The Canadian economy and monetary policy in unsettled times
When the Asian crisis erupted in the summer of 1997, few observers anticipated that international financial markets would still be under its influence more than a year later. Most expected that the crisis would be contained and resolved relatively quickly. But then who could have foreseen a year ago that the Japanese situation would deteriorate as much as it has; or that Russia would declare a debt moratorium, jolting markets everywhere, and increasing financial pressure on parts of Latin America?
All these unexpected developments have slowed world economic activity. Canada's very open economy has not been immune to these forces. The sharp decline over the past year in the demand for, and the prices of, the key primary commodities we produce has taken its toll. British Columbia has been particularly hard hit because it produces and exports a larger share of such goods than other Canadian provinces. These developments have been reflected in the value of our currency, which has declined substantially against the U.S. dollar.
All this seems to have provided fertile ground for some pessimistic scenarios. Indeed, some commentaries have raised the spectre of global recession and deflation, implying a consequent downturn for Canada. Are such concerns justified, or are they an overreaction to events?
I believe that the pessimistic commentary has been overdone. Given the global uncertainty and financial market volatility of the past year, Canada has been coping relatively well. It is normal for people to feel queasy and to fear the worst when caught in the kind of stormy seas we have encountered in the past year. But the important thing to remember is that these days Canada is better positioned to ride out the storm. And we will feel much better if we can keep our eyes on the horizon—for there are signs that the sky is clearing.
What I would like to do this morning is to put the recent changes in the global economic and financial environment in perspective. Next, I will look at the implications for the world economy and for Canada in particular. I will finish with a discussion of the Bank of Canada's response to the international turbulence.
Global financial problems in perspective
I will spare you the detailed chronology of the past year's events. You are probably already too familiar with it. Rather, I intend to focus on what has made this latest episode of global financial turbulence more troublesome than others in recent history. This should help us see recent developments in the Canadian economy and in monetary policy in a clearer light. It should also provide some insight on what needs fixing in the international financial system and what mistakes to avoid in the future.
So, why has the 1997-98 financial turmoil been more widespread and long-lasting? The way I see it, there were two main reasons. First, with the benefit of hindsight, it is clear that too many incautious international portfolio investments were made in the wake of the growing globalization of capital markets. Second, it has taken Japan much longer than expected to deal with its serious economic and financial problems, problems that long predated the Asian crisis.
Let me explain why I think these factors have had such an impact this time around.
First, the matter of incautious international investment practices—what was the problem here? With the opening up of financial markets and with the decline in interest rates in industrial countries, a growing number of investors were attracted to higher returns abroad. "Abroad" often meant the so-called emerging-market countries, particularly those in Asia. With their rapid rates of economic growth year after year, these countries seemed to have great investment potential.

• Job 1:
List the three topics the speaker in the passage on the Canadian economy and monetary policy says they will cover, in the order given.

• The records:

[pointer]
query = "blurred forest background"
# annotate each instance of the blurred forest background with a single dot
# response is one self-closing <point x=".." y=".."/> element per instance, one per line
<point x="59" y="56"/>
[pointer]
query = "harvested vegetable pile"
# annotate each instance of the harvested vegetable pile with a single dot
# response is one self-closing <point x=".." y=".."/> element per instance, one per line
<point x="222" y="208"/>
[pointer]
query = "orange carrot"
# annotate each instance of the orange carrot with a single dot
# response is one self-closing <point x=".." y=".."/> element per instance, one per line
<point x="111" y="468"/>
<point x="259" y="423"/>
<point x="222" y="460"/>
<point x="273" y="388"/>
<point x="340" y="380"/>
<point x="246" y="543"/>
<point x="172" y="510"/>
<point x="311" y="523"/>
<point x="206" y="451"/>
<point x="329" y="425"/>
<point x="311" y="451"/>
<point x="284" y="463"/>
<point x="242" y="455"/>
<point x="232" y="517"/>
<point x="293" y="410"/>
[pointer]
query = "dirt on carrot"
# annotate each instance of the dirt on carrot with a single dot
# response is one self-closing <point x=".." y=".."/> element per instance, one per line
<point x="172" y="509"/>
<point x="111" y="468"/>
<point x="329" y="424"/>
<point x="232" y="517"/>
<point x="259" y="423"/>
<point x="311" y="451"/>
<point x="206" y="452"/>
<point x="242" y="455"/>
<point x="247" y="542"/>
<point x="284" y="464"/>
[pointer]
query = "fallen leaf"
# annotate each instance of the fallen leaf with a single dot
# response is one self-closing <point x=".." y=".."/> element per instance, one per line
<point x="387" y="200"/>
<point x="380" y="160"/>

• Job 2:
Filter the rows and keep each line that contains the string "forest". Case counts.

• Reply 1:
1. Putting the recent changes in the global economic and financial environment in perspective
2. The implications for the world economy and for Canada in particular
3. The Bank of Canada's response to the international turbulence

• Reply 2:
query = "blurred forest background"
# annotate each instance of the blurred forest background with a single dot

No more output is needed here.